The input —
======

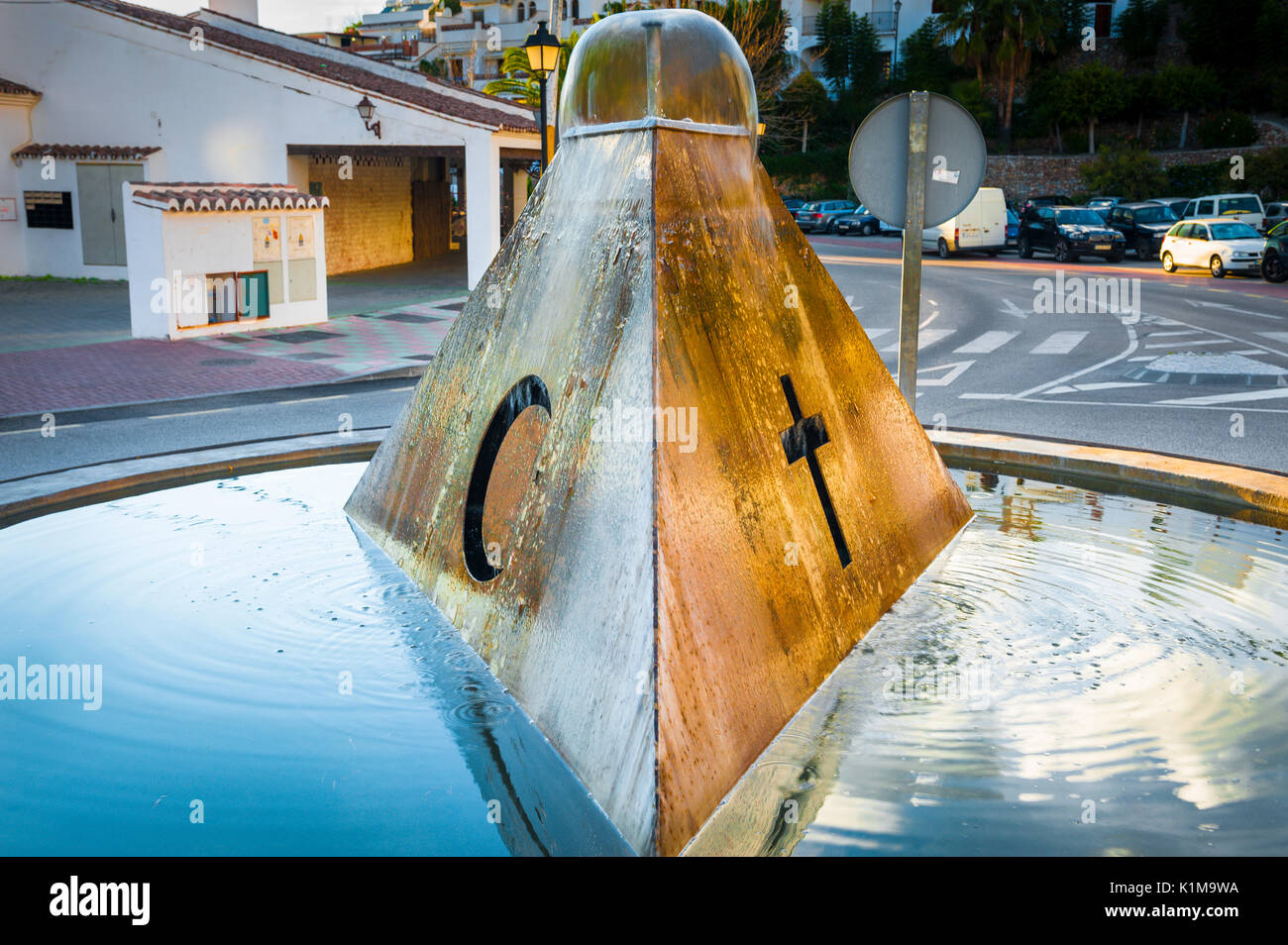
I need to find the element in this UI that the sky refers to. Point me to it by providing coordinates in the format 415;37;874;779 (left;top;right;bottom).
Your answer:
145;0;385;32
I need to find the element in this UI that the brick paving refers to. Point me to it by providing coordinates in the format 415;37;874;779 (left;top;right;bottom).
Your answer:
0;296;465;416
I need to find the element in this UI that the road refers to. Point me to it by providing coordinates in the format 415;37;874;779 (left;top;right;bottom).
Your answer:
0;237;1288;480
810;231;1288;470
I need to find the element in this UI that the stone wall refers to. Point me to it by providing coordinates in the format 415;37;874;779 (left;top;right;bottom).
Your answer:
309;158;412;275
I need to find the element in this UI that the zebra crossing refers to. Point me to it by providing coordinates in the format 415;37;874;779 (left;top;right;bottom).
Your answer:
864;320;1288;403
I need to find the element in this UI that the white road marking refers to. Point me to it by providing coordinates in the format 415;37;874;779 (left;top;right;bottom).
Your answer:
1014;325;1138;400
145;407;237;420
881;328;956;354
1145;339;1234;352
953;331;1020;354
1071;381;1150;394
917;361;975;387
1154;387;1288;407
1029;331;1091;354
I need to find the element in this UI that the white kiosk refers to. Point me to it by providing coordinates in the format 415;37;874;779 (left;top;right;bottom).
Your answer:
124;181;329;339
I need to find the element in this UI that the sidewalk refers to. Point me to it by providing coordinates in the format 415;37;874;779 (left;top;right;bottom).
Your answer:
0;293;467;416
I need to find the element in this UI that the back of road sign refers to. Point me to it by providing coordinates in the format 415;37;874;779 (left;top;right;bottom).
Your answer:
850;93;986;231
347;10;969;854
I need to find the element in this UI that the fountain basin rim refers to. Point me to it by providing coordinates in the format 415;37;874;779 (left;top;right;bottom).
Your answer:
0;428;1288;528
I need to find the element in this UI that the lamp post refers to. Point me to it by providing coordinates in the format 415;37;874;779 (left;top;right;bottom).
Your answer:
890;0;903;80
523;19;559;176
358;95;380;138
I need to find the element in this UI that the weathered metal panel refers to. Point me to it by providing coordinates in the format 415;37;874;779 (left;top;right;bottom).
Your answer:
348;132;654;852
656;129;970;854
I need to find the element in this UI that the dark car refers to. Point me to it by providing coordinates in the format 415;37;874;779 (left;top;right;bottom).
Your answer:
1020;193;1073;220
796;199;858;233
836;207;881;236
1261;220;1288;282
1018;206;1126;262
1109;201;1177;261
1145;197;1190;220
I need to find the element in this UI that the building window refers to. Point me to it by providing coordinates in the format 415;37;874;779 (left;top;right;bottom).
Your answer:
23;190;74;229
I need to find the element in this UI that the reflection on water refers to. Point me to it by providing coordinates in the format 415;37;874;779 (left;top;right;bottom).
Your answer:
0;465;1288;855
691;473;1288;855
0;465;627;855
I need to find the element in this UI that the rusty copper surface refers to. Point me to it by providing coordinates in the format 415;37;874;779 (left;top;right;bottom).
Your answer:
348;12;969;855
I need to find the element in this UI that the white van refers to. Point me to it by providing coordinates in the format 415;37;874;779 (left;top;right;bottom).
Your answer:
921;186;1006;259
1181;193;1266;231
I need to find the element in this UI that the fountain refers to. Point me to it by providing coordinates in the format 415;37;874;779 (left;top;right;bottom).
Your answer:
0;10;1288;855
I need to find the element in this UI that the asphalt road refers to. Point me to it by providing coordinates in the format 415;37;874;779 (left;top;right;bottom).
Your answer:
0;237;1288;480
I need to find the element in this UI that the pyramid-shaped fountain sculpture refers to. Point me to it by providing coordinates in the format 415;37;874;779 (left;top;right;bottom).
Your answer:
348;10;970;854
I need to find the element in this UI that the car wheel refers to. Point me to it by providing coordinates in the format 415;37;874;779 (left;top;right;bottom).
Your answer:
1261;250;1288;282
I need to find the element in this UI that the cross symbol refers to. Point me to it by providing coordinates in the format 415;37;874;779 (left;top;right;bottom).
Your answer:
778;374;850;569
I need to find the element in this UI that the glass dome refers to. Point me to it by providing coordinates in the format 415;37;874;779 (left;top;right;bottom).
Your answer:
559;10;756;141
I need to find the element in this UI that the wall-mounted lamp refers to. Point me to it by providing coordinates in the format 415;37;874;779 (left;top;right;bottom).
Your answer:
358;95;380;138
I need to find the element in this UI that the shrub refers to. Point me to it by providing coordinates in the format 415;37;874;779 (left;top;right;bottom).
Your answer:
1078;147;1167;199
1198;112;1257;148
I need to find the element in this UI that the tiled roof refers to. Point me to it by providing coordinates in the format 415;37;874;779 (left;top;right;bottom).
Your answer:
71;0;537;132
12;145;161;160
0;76;40;95
132;180;331;214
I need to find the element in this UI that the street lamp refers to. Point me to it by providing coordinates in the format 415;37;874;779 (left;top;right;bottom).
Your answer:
890;0;903;78
358;95;380;138
523;19;559;175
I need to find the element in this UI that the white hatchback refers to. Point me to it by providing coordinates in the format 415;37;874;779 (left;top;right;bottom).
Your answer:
1159;218;1265;279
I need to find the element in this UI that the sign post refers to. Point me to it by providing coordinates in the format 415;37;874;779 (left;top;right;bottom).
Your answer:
850;91;984;412
896;91;930;411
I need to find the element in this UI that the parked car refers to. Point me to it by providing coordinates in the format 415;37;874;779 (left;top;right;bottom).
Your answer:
796;199;859;233
1160;216;1265;279
1020;193;1073;220
1018;206;1127;262
1261;220;1288;282
921;186;1006;259
1261;203;1288;233
1181;193;1266;229
1087;197;1122;223
836;206;881;236
1109;201;1177;259
1145;197;1190;220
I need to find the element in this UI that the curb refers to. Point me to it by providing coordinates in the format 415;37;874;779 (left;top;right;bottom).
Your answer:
926;430;1288;527
0;429;1288;528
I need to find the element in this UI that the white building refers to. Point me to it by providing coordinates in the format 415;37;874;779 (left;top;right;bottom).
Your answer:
0;0;540;295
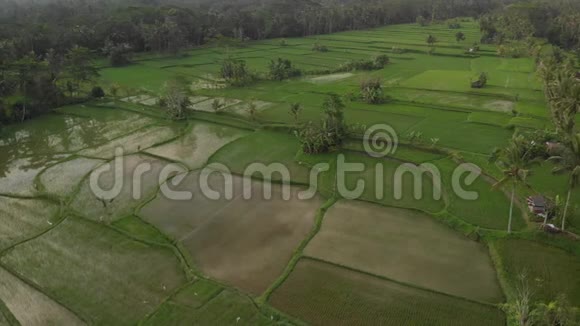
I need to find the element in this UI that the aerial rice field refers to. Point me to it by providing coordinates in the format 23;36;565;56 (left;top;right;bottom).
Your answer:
0;17;580;325
304;202;503;302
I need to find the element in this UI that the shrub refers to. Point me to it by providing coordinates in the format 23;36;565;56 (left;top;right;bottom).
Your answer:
270;58;302;81
447;22;461;29
374;54;390;69
220;58;254;86
338;54;390;72
471;72;487;88
109;83;121;97
91;86;105;98
360;78;385;104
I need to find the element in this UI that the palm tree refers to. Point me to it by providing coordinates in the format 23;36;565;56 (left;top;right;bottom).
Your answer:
491;136;534;233
548;134;580;231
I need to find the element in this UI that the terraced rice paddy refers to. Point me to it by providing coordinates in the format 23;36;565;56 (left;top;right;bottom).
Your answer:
0;21;580;326
304;202;503;303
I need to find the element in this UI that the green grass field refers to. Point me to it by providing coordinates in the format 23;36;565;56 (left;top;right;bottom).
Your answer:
270;259;505;325
494;240;580;306
0;20;580;326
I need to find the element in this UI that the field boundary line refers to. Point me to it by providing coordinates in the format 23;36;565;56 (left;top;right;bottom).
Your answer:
137;280;197;326
256;198;337;305
302;256;498;309
0;197;69;258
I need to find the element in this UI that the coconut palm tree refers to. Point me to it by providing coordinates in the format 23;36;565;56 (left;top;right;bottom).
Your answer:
491;136;535;233
548;134;580;230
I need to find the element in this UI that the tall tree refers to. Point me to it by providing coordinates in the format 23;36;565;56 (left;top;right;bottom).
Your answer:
492;136;533;233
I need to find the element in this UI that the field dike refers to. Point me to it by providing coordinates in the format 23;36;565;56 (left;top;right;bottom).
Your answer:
256;198;337;305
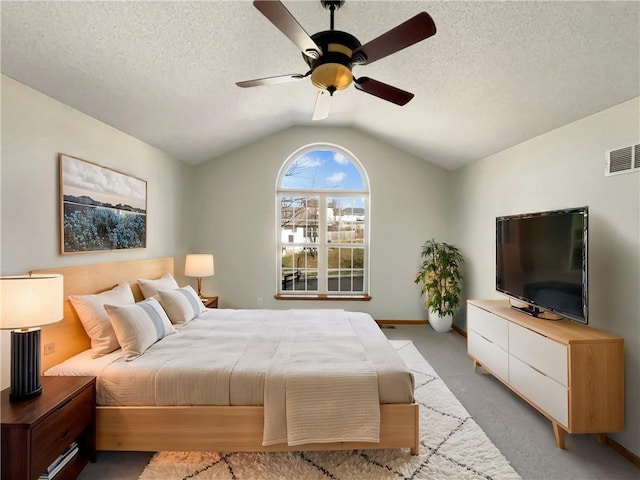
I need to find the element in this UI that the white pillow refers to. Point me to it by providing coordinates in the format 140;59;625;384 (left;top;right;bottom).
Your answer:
138;273;179;298
158;285;207;323
69;283;135;358
104;298;176;361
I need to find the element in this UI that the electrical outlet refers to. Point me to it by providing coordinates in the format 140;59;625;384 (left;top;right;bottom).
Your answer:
44;342;56;355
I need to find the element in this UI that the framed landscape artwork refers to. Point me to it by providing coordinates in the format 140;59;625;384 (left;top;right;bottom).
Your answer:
58;153;147;254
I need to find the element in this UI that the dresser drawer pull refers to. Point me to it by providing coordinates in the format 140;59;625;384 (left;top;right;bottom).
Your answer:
56;398;73;412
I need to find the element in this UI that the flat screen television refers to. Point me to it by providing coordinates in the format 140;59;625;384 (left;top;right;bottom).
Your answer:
496;207;589;325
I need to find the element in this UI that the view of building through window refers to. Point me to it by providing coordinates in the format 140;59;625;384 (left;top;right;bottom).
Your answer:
278;145;369;296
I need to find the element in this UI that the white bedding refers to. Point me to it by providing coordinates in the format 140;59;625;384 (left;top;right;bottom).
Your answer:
45;309;414;444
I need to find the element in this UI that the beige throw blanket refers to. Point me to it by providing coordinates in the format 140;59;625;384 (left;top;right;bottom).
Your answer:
263;310;380;446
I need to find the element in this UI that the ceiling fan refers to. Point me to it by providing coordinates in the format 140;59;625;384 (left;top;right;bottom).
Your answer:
236;0;436;120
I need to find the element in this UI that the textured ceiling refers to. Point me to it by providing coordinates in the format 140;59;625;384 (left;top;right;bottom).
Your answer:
1;0;640;169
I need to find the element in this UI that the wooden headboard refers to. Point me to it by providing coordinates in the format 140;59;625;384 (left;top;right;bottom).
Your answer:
31;257;174;372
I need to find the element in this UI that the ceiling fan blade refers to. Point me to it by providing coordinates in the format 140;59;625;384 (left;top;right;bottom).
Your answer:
353;12;436;65
354;77;414;106
312;90;331;120
236;73;306;88
253;0;322;58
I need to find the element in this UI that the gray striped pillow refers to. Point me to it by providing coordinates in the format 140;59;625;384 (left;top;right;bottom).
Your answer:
158;285;207;323
104;298;176;361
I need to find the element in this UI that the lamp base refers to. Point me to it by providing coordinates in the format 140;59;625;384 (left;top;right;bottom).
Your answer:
9;328;42;401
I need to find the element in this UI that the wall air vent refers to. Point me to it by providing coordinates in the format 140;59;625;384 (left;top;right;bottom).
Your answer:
604;145;640;177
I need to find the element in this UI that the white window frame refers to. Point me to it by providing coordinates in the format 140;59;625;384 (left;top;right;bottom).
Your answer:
275;143;371;300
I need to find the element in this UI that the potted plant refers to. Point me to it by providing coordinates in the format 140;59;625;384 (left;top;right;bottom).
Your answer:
415;239;464;332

======

The task —
Return the lines of the records between the line containing "the white van" and the line containing "348;10;970;854", inclusive, reproducing them without any change.

Written solution —
I need to find the element in this UI that the white van refers to. Point me to it by providing coordinates in the format 415;37;874;779 (left;top;right;bottom).
Your answer:
921;186;1006;259
1181;193;1266;231
I need to find the element in this UI that the fountain refers to. Point me to it by providing coordinates in the format 415;37;874;779 (left;top;right;bottom).
Your answer:
0;10;1288;855
I need to find the element in this UI that the asphalt road refers to. Point me to it by providing coordinates in the format 415;37;874;779 (left;top;right;bottom).
Your answer:
0;237;1288;480
I need to find the element in this UI that the pyramid-shaped fountain sculpture refers to. Point me to it by providing coordinates in the format 415;37;874;779 (left;top;right;bottom).
Your answer:
348;10;970;854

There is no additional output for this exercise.